* _Task goal_: Can you copy the stem cell article word for word, starting with "We’ve known about" and going on through "the last decade."?

Can Stem Cells be Used to Create People?

Group of sperm going for an egg, 3d illustration.

We’ve known about stem cells for half a century. They are cells that not only make copies of themselves but can also become other types of cells and tissues. This kind of biological feat is unique in science and has the potential to cure disease. So why haven’t we seen more scientific success and stem cell therapies? Where’s the beef?

Jewels Within Jewels

Like good wine, good science takes time to mature and have its potential fully realized. This is exactly the case with stem cell science. Take reproduction. Ten years ago, we published that human sperm precursors, termed spermatogonial stem cells, can create not only sperm, but also other organs in the body. We call this “multipotency” or “pluripotency,” and it suggests that the adult human testicle contains some nifty and powerful stem cells. But neither human sperm nor other organs have been made from these cells over the last decade.

What takes so long is trying to understand how stem cells reproduce themselves or turn into other tissues. This all has to do with getting to know where they live, termed their “niche,” what signals they get, and how they respond to these signals. The science has progressed very quickly in rodents and other mammals, but as you know, humans are…well…different. And figuring out exactly how rodents and men differ has been the Achilles heel of stem cell research.

A Shining Jewel

So, it was nice to see some serious progress in reproductive stem cell science recently published by a large team of researchers. To simulate a potential method of fertility preservation in boys receiving sterilizing cancer treatment, the researchers took testicular spermatogonial stem cells from prepubertal monkeys and then froze them. The monkeys then received sterilizing chemotherapy and recovered. After the monkeys passed through puberty, the researchers thawed the frozen stem cells and implanted them under the skin of the monkeys from which they were taken. The testis tissue grafts made mature sperm which was then harvested and used with IVF-ICSI to make a healthy baby monkey. Years of preparation, four universities, one baby monkey. That’s hard work.

Using stem cells to make sperm outside the testicle. Another advance in stem cell science. Granted, the natural fertility of these monkeys was not restored, monkeys are not humans, and the steps used aren’t that easy to translate into the clinic. But this proof-of-concept study is a cellular leap in right direction.

* _Data for review_:
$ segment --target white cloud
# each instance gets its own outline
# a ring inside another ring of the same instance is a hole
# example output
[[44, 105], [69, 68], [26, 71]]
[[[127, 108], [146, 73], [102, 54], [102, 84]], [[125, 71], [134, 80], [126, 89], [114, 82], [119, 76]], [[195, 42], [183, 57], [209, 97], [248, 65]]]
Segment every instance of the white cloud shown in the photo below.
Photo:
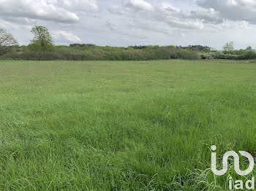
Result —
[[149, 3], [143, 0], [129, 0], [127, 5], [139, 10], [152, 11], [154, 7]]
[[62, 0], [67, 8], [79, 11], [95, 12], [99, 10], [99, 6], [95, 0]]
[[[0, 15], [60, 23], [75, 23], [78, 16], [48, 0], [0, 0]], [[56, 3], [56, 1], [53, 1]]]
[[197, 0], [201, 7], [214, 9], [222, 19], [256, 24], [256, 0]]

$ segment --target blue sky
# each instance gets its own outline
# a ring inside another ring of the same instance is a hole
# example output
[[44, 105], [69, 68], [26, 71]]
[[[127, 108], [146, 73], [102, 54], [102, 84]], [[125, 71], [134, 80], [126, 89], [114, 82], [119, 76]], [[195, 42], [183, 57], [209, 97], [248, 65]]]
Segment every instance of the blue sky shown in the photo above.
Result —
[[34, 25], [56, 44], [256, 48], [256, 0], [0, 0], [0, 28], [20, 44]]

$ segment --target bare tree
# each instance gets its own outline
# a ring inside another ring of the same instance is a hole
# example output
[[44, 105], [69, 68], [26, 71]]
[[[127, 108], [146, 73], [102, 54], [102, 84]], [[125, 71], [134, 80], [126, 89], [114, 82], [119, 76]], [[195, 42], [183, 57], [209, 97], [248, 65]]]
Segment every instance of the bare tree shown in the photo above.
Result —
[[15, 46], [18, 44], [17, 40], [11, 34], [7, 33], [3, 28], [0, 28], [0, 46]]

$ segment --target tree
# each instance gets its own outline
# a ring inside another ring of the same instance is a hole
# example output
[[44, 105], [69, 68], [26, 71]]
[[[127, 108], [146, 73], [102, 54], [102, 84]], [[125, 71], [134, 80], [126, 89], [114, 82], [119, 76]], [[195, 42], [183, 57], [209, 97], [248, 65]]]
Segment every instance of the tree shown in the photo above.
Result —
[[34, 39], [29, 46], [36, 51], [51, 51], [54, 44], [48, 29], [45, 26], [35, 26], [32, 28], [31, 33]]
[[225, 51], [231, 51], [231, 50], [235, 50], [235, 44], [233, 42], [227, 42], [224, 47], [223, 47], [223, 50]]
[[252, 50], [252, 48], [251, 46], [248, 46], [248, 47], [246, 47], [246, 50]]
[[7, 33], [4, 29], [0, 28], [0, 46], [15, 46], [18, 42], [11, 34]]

---

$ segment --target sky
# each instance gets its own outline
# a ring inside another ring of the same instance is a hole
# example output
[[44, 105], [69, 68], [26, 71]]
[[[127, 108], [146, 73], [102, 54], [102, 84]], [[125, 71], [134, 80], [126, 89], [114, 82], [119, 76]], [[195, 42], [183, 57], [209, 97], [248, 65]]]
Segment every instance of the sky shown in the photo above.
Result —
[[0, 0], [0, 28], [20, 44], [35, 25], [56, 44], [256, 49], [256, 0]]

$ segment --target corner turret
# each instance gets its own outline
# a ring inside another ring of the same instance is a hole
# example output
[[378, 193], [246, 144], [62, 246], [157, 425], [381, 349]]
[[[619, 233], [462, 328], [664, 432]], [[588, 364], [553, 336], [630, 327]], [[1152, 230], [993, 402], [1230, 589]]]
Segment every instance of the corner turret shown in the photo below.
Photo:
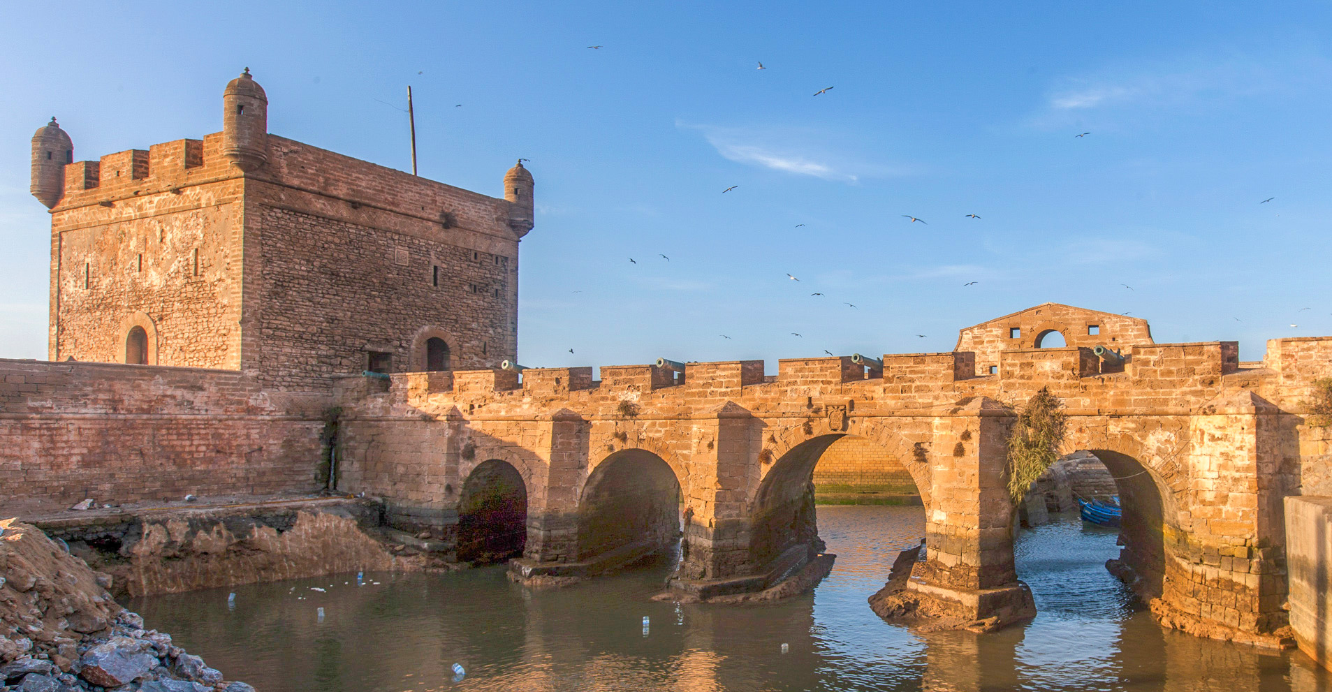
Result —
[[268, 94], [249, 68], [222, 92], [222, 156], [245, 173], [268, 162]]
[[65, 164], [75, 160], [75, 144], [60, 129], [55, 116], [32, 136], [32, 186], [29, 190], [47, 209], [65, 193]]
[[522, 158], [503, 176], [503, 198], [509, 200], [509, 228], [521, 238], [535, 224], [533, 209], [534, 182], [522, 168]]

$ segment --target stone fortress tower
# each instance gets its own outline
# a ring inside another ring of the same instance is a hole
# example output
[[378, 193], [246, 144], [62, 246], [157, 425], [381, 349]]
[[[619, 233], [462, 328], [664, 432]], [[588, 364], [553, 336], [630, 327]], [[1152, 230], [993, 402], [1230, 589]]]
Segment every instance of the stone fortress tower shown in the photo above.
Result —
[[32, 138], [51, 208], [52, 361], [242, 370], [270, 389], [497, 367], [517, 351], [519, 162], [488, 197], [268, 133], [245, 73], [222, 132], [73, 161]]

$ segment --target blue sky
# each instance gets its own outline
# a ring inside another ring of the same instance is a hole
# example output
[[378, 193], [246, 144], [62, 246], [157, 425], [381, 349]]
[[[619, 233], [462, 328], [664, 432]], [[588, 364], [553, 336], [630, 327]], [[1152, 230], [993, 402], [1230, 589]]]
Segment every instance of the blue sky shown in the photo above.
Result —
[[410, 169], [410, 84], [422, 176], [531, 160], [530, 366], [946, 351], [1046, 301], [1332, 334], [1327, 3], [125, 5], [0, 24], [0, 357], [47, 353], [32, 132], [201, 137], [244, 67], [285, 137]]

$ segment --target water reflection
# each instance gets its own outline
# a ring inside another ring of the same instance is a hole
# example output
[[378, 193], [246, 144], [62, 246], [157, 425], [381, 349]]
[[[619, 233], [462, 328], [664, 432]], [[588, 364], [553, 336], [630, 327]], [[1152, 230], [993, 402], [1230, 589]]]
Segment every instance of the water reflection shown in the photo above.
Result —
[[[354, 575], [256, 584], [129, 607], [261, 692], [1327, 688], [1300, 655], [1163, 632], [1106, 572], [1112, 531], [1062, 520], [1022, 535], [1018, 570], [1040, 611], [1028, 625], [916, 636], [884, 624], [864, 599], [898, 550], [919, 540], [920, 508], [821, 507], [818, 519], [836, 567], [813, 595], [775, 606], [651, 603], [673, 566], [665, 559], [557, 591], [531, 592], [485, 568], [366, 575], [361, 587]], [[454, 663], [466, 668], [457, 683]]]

* _Written response_:
We’ve known about stem cells for half a century. They are cells that not only make copies of themselves but can also become other types of cells and tissues. This kind of biological feat is unique in science and has the potential to cure disease. So why haven’t we seen more scientific success and stem cell therapies? Where’s the beef?

Jewels Within Jewels

Like good wine, good science takes time to mature and have its potential fully realized. This is exactly the case with stem cell science. Take reproduction. Ten years ago, we published that human sperm precursors, termed spermatogonial stem cells, can create not only sperm, but also other organs in the body. We call this “multipotency” or “pluripotency,” and it suggests that the adult human testicle contains some nifty and powerful stem cells. But neither human sperm nor other organs have been made from these cells over the last decade.